Repeat word for word the records between the line holding "Task: put a single marker on each instance of the stick" and the line holding "[(310, 177)]", including both of those lines.

[Pointing and labeling records]
[START]

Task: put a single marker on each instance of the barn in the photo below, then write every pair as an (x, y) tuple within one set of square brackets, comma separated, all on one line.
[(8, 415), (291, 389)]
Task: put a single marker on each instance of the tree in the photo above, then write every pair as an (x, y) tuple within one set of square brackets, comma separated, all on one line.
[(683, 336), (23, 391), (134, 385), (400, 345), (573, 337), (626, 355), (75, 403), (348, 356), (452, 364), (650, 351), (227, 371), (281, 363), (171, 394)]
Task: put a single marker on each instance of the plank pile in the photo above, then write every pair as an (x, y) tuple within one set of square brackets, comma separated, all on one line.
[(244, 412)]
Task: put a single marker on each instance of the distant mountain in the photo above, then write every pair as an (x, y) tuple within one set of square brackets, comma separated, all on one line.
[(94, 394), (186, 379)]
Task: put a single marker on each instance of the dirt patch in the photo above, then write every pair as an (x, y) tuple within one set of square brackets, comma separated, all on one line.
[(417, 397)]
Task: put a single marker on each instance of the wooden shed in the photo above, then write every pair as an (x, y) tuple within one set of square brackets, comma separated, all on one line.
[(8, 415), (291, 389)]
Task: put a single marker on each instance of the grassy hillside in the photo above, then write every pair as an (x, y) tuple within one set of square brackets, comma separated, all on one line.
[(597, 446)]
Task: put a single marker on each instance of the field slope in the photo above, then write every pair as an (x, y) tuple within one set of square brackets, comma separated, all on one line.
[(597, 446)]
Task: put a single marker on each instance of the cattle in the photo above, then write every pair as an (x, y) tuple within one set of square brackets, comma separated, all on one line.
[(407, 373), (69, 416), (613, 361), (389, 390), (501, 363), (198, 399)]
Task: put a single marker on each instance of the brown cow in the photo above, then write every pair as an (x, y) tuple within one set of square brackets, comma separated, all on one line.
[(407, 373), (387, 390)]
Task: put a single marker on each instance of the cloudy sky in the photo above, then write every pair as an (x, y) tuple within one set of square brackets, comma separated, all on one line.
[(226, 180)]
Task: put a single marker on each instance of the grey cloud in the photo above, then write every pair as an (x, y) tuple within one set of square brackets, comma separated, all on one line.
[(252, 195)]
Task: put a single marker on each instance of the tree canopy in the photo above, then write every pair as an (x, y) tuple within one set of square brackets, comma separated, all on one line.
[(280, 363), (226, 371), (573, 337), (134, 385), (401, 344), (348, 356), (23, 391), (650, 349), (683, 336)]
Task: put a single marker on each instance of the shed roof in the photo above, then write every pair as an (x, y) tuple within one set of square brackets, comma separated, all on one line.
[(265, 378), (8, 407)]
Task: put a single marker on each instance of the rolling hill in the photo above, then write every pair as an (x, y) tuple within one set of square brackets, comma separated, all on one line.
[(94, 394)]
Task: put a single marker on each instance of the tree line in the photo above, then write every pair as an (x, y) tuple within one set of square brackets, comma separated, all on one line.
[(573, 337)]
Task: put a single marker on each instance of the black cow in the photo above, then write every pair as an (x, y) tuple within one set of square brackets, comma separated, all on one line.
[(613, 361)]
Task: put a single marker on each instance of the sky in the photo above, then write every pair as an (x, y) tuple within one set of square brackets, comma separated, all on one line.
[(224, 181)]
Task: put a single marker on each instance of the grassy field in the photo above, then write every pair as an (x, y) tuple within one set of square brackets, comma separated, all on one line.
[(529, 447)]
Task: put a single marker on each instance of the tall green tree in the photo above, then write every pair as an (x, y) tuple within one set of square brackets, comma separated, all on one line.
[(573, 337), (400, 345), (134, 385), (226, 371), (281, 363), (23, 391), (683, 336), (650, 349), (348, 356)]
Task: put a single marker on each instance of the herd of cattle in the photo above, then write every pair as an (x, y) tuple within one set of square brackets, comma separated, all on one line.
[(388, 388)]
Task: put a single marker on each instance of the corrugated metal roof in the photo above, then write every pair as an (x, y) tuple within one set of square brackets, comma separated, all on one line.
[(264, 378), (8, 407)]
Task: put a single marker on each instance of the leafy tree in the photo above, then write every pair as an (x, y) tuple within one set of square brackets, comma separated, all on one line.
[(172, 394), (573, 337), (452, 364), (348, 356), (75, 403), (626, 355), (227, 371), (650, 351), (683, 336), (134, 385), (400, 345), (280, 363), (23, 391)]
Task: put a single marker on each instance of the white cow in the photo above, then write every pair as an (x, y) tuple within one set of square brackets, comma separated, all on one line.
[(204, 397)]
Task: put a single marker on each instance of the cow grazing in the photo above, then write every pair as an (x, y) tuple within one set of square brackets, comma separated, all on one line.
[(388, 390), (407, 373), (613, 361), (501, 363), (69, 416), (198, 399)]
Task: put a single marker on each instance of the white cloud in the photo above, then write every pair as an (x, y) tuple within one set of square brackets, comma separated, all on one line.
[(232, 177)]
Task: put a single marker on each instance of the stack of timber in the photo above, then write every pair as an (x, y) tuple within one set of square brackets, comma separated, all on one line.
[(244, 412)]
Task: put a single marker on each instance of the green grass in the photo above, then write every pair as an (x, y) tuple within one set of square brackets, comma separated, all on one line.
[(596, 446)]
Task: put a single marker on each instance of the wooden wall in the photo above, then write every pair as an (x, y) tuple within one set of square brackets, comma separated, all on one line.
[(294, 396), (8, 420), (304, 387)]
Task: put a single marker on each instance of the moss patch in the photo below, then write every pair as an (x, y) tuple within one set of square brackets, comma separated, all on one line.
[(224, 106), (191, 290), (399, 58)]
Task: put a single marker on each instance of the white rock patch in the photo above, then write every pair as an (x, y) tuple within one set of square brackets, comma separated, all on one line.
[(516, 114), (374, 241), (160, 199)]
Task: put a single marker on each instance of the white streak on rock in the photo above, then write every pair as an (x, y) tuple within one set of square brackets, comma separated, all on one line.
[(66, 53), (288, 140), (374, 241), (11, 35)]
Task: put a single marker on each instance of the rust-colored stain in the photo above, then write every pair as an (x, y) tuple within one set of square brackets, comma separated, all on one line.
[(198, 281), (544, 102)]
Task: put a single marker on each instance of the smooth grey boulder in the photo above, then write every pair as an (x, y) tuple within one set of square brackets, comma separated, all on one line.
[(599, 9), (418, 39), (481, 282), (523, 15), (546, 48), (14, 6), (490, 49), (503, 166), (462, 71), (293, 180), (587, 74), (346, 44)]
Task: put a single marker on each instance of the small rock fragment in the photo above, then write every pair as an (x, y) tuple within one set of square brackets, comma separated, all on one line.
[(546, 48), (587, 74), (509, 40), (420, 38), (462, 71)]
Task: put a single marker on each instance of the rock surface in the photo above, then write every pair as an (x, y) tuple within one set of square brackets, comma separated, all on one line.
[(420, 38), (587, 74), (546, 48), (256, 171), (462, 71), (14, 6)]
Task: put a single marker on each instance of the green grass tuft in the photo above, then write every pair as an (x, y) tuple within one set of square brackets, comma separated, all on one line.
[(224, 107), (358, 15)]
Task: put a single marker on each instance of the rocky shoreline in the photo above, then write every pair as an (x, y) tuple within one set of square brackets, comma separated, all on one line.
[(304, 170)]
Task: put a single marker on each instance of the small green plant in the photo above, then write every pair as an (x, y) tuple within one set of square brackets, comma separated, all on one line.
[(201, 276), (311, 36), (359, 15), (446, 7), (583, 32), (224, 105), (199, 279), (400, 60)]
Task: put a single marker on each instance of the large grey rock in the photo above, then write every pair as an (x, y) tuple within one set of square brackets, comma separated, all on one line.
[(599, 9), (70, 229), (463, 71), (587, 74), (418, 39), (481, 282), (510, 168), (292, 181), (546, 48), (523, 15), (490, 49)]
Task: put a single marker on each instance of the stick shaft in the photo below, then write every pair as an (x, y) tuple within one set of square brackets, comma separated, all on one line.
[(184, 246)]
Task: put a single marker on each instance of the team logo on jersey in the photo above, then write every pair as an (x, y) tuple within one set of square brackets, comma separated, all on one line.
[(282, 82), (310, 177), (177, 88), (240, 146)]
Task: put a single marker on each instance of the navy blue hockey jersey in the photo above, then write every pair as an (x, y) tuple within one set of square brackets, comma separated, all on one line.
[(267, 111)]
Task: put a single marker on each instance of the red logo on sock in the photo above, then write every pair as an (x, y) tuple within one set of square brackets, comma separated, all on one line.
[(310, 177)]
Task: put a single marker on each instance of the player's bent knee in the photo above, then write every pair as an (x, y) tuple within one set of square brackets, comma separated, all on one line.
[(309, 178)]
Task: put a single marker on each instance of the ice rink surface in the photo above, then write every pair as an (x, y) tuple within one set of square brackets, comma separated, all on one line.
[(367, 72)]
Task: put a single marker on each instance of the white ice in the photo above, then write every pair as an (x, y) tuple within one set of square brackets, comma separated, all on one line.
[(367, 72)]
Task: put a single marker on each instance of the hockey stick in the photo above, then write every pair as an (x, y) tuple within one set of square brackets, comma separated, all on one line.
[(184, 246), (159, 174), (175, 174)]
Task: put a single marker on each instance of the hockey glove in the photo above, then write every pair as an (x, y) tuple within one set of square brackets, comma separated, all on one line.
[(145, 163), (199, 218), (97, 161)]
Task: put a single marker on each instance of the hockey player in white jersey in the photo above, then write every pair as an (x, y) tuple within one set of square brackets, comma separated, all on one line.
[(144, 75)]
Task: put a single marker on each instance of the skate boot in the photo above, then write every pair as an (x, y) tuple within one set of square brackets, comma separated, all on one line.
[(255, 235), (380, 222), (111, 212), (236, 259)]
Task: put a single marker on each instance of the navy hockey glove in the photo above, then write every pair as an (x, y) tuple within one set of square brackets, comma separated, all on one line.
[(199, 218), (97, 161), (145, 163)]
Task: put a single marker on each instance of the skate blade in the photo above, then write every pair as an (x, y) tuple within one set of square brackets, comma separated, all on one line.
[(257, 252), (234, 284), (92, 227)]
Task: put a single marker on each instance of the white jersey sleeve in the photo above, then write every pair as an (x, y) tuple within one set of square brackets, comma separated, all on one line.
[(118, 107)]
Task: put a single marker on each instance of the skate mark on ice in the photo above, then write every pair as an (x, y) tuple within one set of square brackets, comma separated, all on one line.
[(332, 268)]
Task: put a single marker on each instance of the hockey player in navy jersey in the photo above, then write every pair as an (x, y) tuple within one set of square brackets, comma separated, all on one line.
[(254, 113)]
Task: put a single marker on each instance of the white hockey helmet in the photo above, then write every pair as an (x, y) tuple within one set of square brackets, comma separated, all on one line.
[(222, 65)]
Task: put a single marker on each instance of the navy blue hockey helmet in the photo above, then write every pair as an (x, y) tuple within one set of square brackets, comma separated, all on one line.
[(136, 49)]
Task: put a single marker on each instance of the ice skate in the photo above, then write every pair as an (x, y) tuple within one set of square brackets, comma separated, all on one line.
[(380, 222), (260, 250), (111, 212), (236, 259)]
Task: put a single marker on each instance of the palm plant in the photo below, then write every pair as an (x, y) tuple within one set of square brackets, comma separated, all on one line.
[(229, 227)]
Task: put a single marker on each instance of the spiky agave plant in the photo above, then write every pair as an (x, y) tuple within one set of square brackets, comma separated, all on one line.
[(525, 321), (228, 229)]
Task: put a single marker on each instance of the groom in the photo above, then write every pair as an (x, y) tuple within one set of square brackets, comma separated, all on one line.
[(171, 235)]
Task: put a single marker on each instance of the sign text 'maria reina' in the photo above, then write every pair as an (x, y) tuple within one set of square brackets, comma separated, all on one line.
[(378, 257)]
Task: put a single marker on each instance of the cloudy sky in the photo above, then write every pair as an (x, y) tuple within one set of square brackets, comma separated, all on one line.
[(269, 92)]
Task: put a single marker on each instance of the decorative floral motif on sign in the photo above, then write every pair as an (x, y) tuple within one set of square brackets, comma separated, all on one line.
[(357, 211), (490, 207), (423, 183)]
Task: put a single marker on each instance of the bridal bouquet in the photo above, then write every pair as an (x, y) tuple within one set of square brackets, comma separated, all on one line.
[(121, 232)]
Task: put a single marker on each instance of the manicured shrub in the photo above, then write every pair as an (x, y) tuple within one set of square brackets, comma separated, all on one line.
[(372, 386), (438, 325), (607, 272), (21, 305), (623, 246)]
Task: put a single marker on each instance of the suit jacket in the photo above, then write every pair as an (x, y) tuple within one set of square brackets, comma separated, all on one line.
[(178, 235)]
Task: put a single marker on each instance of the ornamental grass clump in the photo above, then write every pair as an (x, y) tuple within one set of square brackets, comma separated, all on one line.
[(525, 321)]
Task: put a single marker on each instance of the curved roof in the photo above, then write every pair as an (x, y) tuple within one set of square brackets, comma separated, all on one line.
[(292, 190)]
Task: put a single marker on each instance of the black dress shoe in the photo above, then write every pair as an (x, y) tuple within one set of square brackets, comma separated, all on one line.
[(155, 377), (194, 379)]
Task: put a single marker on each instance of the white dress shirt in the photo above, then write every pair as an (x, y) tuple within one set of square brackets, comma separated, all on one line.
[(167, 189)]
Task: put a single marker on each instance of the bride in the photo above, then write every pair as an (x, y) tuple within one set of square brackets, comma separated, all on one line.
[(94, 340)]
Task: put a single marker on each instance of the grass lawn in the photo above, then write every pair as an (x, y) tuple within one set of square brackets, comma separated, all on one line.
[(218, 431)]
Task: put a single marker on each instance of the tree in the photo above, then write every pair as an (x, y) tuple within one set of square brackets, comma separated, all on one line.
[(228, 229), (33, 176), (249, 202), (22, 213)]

[END]

Task response
Task: put a single marker on each instance of the stick shaft in the photo below, then write every pair as an (x, y) tuple within one set of square brackets, comma separated, all on one line.
[(184, 246)]
Task: put a single marker on each instance of the team logo on jersey in the photo above, then write every pair as an (x, y) tuple within one set of square brackets, comma separated, all on one line.
[(282, 82), (310, 177), (177, 88), (240, 146)]
Task: put a single marker on each instance of the navy blue hockey jersey in the photo above, then write every pair as an (x, y) tuple within one set of square brackets, comma separated, all on one line.
[(267, 111)]
Task: put a single marker on each instance of the red logo on sock in the photo above, then write every pair as an (x, y) tuple within one set of square brackets, comma separated, all on one line.
[(310, 177)]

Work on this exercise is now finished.